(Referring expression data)
********

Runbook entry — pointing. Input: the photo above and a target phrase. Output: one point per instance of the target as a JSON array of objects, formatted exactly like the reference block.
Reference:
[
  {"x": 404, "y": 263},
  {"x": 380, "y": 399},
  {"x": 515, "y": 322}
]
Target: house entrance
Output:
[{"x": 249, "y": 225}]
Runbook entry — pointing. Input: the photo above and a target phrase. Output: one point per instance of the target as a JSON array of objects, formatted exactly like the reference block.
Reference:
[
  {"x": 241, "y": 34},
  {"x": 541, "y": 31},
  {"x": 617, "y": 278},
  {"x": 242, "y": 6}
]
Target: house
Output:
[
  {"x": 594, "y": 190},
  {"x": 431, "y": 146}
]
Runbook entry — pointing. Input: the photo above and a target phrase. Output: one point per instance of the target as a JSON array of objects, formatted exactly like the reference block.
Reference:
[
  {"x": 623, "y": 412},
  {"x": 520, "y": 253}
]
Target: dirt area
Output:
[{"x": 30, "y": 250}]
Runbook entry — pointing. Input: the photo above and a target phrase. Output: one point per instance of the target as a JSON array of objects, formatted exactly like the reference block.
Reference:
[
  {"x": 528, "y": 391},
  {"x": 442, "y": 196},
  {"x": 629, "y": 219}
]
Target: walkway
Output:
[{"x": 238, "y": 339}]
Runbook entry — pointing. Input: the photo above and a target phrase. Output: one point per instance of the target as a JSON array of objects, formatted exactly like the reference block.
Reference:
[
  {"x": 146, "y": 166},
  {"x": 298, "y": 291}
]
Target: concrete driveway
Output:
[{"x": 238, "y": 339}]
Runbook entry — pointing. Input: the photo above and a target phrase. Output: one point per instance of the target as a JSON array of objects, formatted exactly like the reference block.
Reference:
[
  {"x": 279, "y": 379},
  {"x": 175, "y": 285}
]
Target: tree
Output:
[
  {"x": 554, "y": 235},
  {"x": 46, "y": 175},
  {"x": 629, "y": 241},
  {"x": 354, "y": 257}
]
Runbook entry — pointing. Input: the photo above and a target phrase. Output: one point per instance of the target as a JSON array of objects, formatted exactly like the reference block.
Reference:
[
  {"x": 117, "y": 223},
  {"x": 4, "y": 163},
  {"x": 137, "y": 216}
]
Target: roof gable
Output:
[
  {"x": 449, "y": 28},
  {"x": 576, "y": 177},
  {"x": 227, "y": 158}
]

********

— EXERCISE GOAL —
Using the records above, copy each line that contains "house".

— RESPONSE FOR THIS EXERCISE —
Target: house entrance
Target: house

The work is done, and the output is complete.